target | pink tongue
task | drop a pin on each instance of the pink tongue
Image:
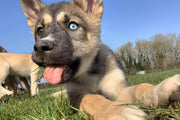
(53, 74)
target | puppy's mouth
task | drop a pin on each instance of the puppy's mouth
(55, 74)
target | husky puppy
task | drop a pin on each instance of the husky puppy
(21, 65)
(68, 44)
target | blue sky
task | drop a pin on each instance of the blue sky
(123, 21)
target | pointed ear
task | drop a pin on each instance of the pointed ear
(94, 7)
(31, 9)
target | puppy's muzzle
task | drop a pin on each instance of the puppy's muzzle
(43, 46)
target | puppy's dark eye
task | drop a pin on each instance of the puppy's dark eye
(40, 30)
(73, 26)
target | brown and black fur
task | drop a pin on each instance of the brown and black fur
(92, 76)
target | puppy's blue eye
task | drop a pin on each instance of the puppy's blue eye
(73, 26)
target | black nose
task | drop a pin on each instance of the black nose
(43, 46)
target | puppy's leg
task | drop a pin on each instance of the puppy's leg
(25, 81)
(3, 75)
(34, 85)
(169, 89)
(60, 93)
(103, 109)
(11, 83)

= = = =

• DESCRIPTION OF THE TASK
Could you copy each line in the listing above that includes the word "pink"?

• RESPONSE TO THIS TASK
target | pink tongue
task | drop a pin on each instance of the pink tongue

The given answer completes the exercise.